## [Data shown]

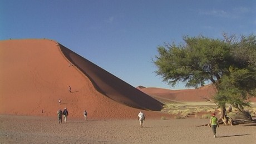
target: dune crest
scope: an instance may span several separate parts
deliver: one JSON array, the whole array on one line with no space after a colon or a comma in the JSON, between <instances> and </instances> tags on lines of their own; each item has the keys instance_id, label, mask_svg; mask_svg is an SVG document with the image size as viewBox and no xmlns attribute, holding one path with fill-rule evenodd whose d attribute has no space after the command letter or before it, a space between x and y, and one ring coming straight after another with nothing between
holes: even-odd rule
<instances>
[{"instance_id":1,"label":"dune crest","mask_svg":"<svg viewBox=\"0 0 256 144\"><path fill-rule=\"evenodd\" d=\"M59 108L67 107L71 117L81 117L86 110L88 117L122 118L163 107L52 40L1 41L0 58L0 113L56 116Z\"/></svg>"}]
</instances>

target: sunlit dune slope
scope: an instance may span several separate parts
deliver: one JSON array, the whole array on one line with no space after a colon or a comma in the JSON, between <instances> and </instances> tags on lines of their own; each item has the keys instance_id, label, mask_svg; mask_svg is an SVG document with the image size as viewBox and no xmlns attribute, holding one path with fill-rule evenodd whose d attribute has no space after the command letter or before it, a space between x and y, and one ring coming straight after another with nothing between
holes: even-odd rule
<instances>
[{"instance_id":1,"label":"sunlit dune slope","mask_svg":"<svg viewBox=\"0 0 256 144\"><path fill-rule=\"evenodd\" d=\"M0 64L0 113L56 116L67 107L71 117L82 117L86 110L91 118L126 118L163 107L54 41L1 41Z\"/></svg>"}]
</instances>

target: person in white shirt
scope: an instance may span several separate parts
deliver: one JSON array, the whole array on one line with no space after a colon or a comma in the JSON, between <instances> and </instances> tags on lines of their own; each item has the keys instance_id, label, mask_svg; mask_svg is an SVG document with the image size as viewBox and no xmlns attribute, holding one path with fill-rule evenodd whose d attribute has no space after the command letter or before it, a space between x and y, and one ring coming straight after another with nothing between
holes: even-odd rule
<instances>
[{"instance_id":1,"label":"person in white shirt","mask_svg":"<svg viewBox=\"0 0 256 144\"><path fill-rule=\"evenodd\" d=\"M142 112L139 113L138 120L140 121L140 127L143 127L143 121L145 121L145 116Z\"/></svg>"}]
</instances>

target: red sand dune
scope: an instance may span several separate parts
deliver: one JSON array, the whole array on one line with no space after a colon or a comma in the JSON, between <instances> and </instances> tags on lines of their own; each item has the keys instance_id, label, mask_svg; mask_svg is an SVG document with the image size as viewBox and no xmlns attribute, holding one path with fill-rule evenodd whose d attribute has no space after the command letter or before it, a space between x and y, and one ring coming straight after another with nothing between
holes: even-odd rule
<instances>
[{"instance_id":1,"label":"red sand dune","mask_svg":"<svg viewBox=\"0 0 256 144\"><path fill-rule=\"evenodd\" d=\"M168 114L159 112L164 104L156 99L203 101L215 92L210 85L136 88L49 39L1 41L0 62L0 114L56 116L67 107L71 117L82 117L86 110L92 119L136 118L142 110L156 118Z\"/></svg>"},{"instance_id":2,"label":"red sand dune","mask_svg":"<svg viewBox=\"0 0 256 144\"><path fill-rule=\"evenodd\" d=\"M122 118L136 117L140 110L163 108L161 102L54 41L2 41L0 51L0 113L56 116L59 107L67 107L73 117L86 110L92 118Z\"/></svg>"}]
</instances>

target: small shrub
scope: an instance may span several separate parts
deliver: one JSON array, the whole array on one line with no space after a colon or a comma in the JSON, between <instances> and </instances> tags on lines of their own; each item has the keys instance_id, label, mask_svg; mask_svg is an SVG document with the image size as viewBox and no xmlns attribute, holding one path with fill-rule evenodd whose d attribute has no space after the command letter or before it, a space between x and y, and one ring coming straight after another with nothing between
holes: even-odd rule
<instances>
[{"instance_id":1,"label":"small shrub","mask_svg":"<svg viewBox=\"0 0 256 144\"><path fill-rule=\"evenodd\" d=\"M161 117L161 120L167 120L167 118L166 118L164 116L162 116L162 117Z\"/></svg>"},{"instance_id":2,"label":"small shrub","mask_svg":"<svg viewBox=\"0 0 256 144\"><path fill-rule=\"evenodd\" d=\"M174 118L175 119L184 119L185 118L184 117L183 117L183 116L179 116L179 115L174 116Z\"/></svg>"}]
</instances>

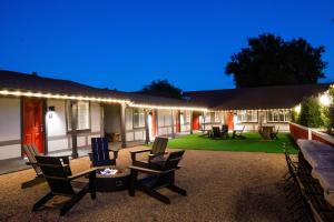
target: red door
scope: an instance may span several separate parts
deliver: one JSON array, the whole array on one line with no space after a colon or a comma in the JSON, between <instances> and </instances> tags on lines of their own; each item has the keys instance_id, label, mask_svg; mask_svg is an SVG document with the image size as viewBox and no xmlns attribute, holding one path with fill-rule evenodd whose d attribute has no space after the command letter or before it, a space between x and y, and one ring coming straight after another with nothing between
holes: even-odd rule
<instances>
[{"instance_id":1,"label":"red door","mask_svg":"<svg viewBox=\"0 0 334 222\"><path fill-rule=\"evenodd\" d=\"M234 122L233 122L233 112L226 113L226 123L228 125L228 130L234 130Z\"/></svg>"},{"instance_id":2,"label":"red door","mask_svg":"<svg viewBox=\"0 0 334 222\"><path fill-rule=\"evenodd\" d=\"M193 130L199 130L199 113L193 113Z\"/></svg>"},{"instance_id":3,"label":"red door","mask_svg":"<svg viewBox=\"0 0 334 222\"><path fill-rule=\"evenodd\" d=\"M23 100L23 144L35 143L40 153L45 153L43 102L41 100Z\"/></svg>"}]
</instances>

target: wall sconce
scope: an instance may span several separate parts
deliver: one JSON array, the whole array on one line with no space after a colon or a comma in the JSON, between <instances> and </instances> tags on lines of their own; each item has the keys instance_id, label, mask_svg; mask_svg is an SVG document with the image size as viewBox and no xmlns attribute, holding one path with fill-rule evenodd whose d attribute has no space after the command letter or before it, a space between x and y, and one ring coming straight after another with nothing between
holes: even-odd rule
<instances>
[{"instance_id":1,"label":"wall sconce","mask_svg":"<svg viewBox=\"0 0 334 222\"><path fill-rule=\"evenodd\" d=\"M52 119L55 111L56 111L56 108L53 105L48 107L49 119Z\"/></svg>"}]
</instances>

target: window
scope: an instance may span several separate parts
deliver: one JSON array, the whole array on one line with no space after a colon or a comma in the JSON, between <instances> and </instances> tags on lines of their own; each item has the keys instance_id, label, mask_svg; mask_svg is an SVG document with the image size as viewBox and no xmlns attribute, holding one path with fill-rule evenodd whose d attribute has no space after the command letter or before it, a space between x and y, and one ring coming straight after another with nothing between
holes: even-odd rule
<instances>
[{"instance_id":1,"label":"window","mask_svg":"<svg viewBox=\"0 0 334 222\"><path fill-rule=\"evenodd\" d=\"M238 122L257 122L257 111L255 110L243 110L237 112Z\"/></svg>"},{"instance_id":2,"label":"window","mask_svg":"<svg viewBox=\"0 0 334 222\"><path fill-rule=\"evenodd\" d=\"M134 128L145 128L144 109L134 109Z\"/></svg>"},{"instance_id":3,"label":"window","mask_svg":"<svg viewBox=\"0 0 334 222\"><path fill-rule=\"evenodd\" d=\"M267 111L267 122L288 122L289 120L289 111Z\"/></svg>"},{"instance_id":4,"label":"window","mask_svg":"<svg viewBox=\"0 0 334 222\"><path fill-rule=\"evenodd\" d=\"M89 130L90 129L90 107L89 102L77 102L78 105L78 121L77 130ZM67 129L71 131L71 105L67 102Z\"/></svg>"},{"instance_id":5,"label":"window","mask_svg":"<svg viewBox=\"0 0 334 222\"><path fill-rule=\"evenodd\" d=\"M215 115L215 122L220 122L220 113L219 112L214 112Z\"/></svg>"},{"instance_id":6,"label":"window","mask_svg":"<svg viewBox=\"0 0 334 222\"><path fill-rule=\"evenodd\" d=\"M190 111L185 111L184 118L185 123L190 123Z\"/></svg>"},{"instance_id":7,"label":"window","mask_svg":"<svg viewBox=\"0 0 334 222\"><path fill-rule=\"evenodd\" d=\"M206 123L212 122L212 113L210 113L210 112L205 113L204 117L205 117L205 118L204 118L204 121L205 121Z\"/></svg>"}]
</instances>

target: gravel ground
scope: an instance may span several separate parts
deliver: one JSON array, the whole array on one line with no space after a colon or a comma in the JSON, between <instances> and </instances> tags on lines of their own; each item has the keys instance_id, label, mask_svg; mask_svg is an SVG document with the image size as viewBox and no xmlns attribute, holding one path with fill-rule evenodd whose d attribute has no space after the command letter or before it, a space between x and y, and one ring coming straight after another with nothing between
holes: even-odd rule
<instances>
[{"instance_id":1,"label":"gravel ground","mask_svg":"<svg viewBox=\"0 0 334 222\"><path fill-rule=\"evenodd\" d=\"M128 150L120 151L118 165L129 163ZM88 158L71 161L73 172L89 164ZM141 192L135 198L127 191L97 193L95 201L86 195L61 218L62 198L31 212L49 191L47 183L21 190L21 183L35 176L33 170L0 175L0 221L289 221L282 191L283 154L188 150L180 165L176 183L188 196L161 189L170 205Z\"/></svg>"}]
</instances>

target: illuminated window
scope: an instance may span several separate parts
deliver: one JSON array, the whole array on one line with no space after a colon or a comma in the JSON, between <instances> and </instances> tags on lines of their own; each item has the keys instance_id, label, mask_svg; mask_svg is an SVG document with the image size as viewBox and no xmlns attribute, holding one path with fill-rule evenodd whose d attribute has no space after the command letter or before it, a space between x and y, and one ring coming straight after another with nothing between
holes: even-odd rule
<instances>
[{"instance_id":1,"label":"illuminated window","mask_svg":"<svg viewBox=\"0 0 334 222\"><path fill-rule=\"evenodd\" d=\"M267 111L267 122L288 122L291 120L289 111L275 110Z\"/></svg>"},{"instance_id":2,"label":"illuminated window","mask_svg":"<svg viewBox=\"0 0 334 222\"><path fill-rule=\"evenodd\" d=\"M79 101L78 105L78 121L77 130L89 130L90 129L90 107L89 102ZM67 102L67 129L71 131L71 105L70 102Z\"/></svg>"},{"instance_id":3,"label":"illuminated window","mask_svg":"<svg viewBox=\"0 0 334 222\"><path fill-rule=\"evenodd\" d=\"M144 109L134 109L134 128L145 128Z\"/></svg>"},{"instance_id":4,"label":"illuminated window","mask_svg":"<svg viewBox=\"0 0 334 222\"><path fill-rule=\"evenodd\" d=\"M257 111L255 110L243 110L237 111L238 122L257 122Z\"/></svg>"}]
</instances>

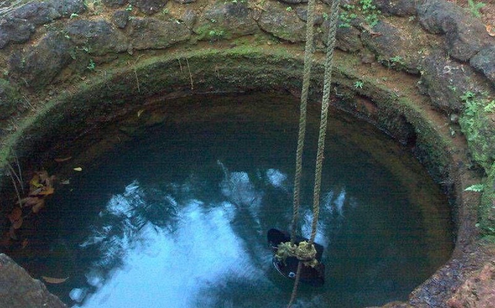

## [Exercise requirements]
Reproduce the rows above word for word, starting at the line that contains "target: illuminated window" and continuing through the end of the rows. Omit the pictures from your answer.

## [Complete response]
target: illuminated window
scope: an instance may span several separate parts
deliver: one JSON array, the whole array on one line with no space after a colon or a comma in the JSON, between <instances> and </instances> tags on lines of their own; each item has the keys instance_id, label, mask_svg; mask_svg is an SVG document with the image size as viewBox and no xmlns attribute, holding one path with fill-rule evenodd whose d attribute has no space after the command letter or before it, a space between x and y, and one ring coming straight after another with nothing between
holes: even-odd rule
<instances>
[{"instance_id":1,"label":"illuminated window","mask_svg":"<svg viewBox=\"0 0 334 222\"><path fill-rule=\"evenodd\" d=\"M267 111L267 122L288 122L291 120L289 111L275 110Z\"/></svg>"},{"instance_id":2,"label":"illuminated window","mask_svg":"<svg viewBox=\"0 0 334 222\"><path fill-rule=\"evenodd\" d=\"M79 101L78 105L78 121L77 130L89 130L90 129L90 107L89 102ZM67 102L67 129L71 131L71 105L70 102Z\"/></svg>"},{"instance_id":3,"label":"illuminated window","mask_svg":"<svg viewBox=\"0 0 334 222\"><path fill-rule=\"evenodd\" d=\"M144 109L134 109L134 128L145 128Z\"/></svg>"},{"instance_id":4,"label":"illuminated window","mask_svg":"<svg viewBox=\"0 0 334 222\"><path fill-rule=\"evenodd\" d=\"M257 111L255 110L243 110L237 111L238 122L257 122Z\"/></svg>"}]
</instances>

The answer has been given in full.